--- BEGIN Extract provided ---
Where's my fast, smart, overhead scanner?
Back in 2008, I proposed the idea of a scanner club which would share high-end scanning equipment to rid of houses of the glut of paper. It's a harder problem than it sounds. I bought a high-end Fujitsu office scanner (original price $5K, but I paid a lot less) and it's done some things for me, but it's still way too hard to use on general scanning problems.
I've bought a lot of scanners in the day. There are now lots of portable hand scanners that just scan to an SD card which I like. I also have several flatbeds and a couple of high volume sheetfeds.
In the scanner club article, I outlined a different design for how I would like a scanner to work. This design is faster and much less expensive and probably more reliable than all the other designs, yet 7 years later, nobody has built it.
The design is similar to the "document camera" family of scanners which feature a camera suspended over a flat surface, equipped with some LED lighting. Thanks to the progress in digital cameras, a fast, high resolution camera is now something you can get cheap. The $350 Hovercam Solo 8, which provides an 8 megapixel (4K) image at 30 frames per second. Soon, 4K cameras will become very cheap. You don't need video at that resolution, and still cameras in the 20 megapixel range -- which means 500 pixels/inch scanning of letter sized paper -- are cheap and plentiful.
Under the camera you could put anything, but a surface of a distinct colour (like green screen) is a good idea. Anything but the same colour as your paper will do. To get extra fancy, the table could be perforated with small holes like an air hockey table, and have a small suction pump, so that paper put on it is instantly held flat, sticking slightly to the surface.
No-button scanning
The real feature I want is an ability to scan pages as fast as a human being can slap them down on the table. To scan a document, you would just take pages and quickly put them down, one after the other, as fast as you can, so long as you pause long enough for your hand to leave the view and the paper to stay still for 100 milliseconds or so.
--- END Extract provided ---
--- BEGIN Records for this task ---
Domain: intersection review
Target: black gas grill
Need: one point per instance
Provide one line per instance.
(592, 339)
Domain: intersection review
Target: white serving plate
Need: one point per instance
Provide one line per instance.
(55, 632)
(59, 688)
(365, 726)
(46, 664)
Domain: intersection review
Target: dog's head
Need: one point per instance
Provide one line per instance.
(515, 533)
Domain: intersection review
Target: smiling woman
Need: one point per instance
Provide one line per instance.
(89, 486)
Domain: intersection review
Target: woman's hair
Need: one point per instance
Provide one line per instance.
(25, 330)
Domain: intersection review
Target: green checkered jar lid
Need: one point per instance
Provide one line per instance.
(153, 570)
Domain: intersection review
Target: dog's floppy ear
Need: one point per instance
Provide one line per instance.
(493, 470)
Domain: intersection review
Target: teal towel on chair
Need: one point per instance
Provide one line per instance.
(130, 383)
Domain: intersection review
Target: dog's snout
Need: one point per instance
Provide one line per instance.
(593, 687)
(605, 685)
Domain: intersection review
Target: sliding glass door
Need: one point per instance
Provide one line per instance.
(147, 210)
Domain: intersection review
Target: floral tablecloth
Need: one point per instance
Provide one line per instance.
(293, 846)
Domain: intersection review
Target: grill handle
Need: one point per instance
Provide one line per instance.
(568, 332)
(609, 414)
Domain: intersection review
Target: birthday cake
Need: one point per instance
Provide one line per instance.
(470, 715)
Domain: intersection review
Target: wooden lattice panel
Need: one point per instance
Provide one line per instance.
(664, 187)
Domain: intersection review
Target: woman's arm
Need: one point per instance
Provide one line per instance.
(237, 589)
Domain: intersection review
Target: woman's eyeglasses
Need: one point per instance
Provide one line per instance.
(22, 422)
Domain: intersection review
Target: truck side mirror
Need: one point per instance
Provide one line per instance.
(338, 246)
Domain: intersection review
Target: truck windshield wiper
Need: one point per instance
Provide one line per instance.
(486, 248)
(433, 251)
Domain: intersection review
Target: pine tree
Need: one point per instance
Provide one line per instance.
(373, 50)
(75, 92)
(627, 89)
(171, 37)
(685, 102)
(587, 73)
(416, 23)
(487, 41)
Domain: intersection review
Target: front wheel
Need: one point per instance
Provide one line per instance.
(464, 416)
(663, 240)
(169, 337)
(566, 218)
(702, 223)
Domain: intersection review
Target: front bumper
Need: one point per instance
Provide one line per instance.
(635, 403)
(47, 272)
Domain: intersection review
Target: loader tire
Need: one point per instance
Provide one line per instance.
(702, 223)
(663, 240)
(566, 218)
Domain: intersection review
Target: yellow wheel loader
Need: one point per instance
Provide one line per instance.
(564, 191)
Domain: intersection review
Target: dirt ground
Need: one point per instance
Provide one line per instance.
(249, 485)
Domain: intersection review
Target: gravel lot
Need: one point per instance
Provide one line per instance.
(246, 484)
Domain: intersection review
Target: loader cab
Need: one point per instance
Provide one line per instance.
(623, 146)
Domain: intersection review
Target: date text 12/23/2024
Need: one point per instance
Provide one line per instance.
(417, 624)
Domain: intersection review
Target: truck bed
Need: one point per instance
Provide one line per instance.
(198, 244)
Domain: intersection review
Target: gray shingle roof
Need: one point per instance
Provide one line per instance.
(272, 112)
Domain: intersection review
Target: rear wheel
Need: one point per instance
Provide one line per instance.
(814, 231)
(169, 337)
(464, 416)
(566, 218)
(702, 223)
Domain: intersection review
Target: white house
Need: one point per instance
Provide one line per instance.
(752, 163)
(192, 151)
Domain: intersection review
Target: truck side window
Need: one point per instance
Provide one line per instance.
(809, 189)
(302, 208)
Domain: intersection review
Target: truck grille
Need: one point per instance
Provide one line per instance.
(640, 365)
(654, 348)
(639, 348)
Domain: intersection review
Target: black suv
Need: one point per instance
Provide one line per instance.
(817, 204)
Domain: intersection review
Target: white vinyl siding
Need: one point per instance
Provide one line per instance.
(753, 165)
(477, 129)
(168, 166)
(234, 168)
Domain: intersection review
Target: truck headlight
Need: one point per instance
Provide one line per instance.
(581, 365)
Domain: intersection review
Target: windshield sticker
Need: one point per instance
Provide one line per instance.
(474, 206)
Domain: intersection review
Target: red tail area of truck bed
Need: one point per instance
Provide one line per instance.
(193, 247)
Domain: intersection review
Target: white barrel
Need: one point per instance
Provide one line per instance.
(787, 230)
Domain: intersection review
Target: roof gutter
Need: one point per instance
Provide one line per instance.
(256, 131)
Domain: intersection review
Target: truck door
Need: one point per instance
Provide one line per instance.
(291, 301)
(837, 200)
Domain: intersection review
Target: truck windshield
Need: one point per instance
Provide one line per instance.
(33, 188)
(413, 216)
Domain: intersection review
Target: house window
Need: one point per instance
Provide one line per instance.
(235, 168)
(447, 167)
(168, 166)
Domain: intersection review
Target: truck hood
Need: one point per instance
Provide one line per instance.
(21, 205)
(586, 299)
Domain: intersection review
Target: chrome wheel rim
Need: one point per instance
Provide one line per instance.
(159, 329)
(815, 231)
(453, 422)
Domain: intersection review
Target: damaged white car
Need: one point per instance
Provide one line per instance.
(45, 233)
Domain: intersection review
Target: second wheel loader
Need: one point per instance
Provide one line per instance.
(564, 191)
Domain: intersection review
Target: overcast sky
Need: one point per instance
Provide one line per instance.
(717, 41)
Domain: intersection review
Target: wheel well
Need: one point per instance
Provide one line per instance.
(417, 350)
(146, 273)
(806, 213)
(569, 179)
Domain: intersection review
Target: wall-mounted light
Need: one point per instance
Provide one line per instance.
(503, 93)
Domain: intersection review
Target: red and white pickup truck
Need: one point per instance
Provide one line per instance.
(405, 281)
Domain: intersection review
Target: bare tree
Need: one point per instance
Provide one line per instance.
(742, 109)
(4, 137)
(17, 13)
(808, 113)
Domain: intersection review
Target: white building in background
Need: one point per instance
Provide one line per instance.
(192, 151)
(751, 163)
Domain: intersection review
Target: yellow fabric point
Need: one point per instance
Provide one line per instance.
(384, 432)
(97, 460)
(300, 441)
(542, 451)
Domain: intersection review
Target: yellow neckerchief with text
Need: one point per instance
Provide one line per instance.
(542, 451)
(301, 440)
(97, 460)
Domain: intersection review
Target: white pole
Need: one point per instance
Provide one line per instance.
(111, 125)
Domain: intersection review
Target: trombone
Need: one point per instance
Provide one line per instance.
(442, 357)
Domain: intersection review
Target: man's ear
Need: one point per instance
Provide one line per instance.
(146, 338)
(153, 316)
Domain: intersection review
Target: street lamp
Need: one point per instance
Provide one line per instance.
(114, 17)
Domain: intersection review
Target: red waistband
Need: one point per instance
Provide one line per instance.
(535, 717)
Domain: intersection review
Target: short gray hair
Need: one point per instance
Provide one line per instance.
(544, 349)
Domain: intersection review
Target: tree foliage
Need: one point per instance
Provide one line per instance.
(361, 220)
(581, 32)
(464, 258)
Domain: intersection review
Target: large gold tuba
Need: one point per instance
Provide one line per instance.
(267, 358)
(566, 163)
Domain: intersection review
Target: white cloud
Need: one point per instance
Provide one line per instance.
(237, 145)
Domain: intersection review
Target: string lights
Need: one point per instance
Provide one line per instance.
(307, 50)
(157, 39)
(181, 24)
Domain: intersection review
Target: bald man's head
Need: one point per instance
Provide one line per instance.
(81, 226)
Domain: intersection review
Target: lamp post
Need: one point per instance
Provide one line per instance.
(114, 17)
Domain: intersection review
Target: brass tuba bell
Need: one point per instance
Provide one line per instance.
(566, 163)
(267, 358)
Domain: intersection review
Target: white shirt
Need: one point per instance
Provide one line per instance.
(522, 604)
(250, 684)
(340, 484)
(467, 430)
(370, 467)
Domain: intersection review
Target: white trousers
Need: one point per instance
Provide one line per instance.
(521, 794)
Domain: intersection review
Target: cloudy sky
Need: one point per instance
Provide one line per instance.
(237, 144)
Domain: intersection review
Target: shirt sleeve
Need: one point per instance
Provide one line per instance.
--- END Records for this task ---
● Requests:
(a) Display every line of the records that contains the string "shirt".
(b) Write what comes next in the piece about the overhead scanner design, starting after its final sentence.

● Task answers:
(a)
Target: white shirt
Target: shirt sleeve

(b)
The system will be watching with a 60 frame per second standard HD video camera (these are very cheap today.) It will watch until a new page arrives and your hand leaves. Because it will have an image of the table or papers under the new sheet, it can spot the difference. It can also spot when the image becomes still for a few frames, and when it doesn't have your hand in it. This would trigger a high resolution still image. The LEDs would flash with that still image, which is your signal to know the image has been taken and the system is ready to drop a new page on. Every so often you would clear the stack so it doesn't grow too high.
Alternately, you could remove pages before you add a new one. This would be slower, you would get no movement of papers under the top page. If you had the suction table, each page would be held nice and flat, with a green background around it, for a highly accurate rotation and crop in the final image. With two hands it might not be much slower to pull pages out while adding new ones.
No button is pressed between scans or even to start and finish scanning. You might have some buttons on the scanner to indicate you are clearing the stack, or to select modes (colour, black and white, line art, double sided, exposure modes etc.) Instead of buttons, you could also have little tokens you put on the surface with codes that can be read by the camera. This can include sheets of paper you print with bar codes to insert in the middle of your scanning streams.
By warning the scanner, you could also scan bound books and pamplets and even stapled documents without unstapling. You will get some small distortions but the scans will be fine if the goal is document storage rather than publishing. (You can even eliminate those distortions if you use 3D scanning techniques like structured light projection onto the pages, or having 2 cameras for stereo.)
For books, this is already worked out, and many places like the Internet Archive build special scanners that use overhead cameras for books. They have not attacked the "loose pile of paper" problem that so many of us have in our files and boxes of paper.
Why this method?
I believe this method is much faster than even high speed commercial scanners on all but the most regular of documents. You can flip pages at better than 1 per second. With small things, like business cards and photos, you can lay down multiple pages per second. That's already the speed of typical high end office scanners. But the difference is actually far greater.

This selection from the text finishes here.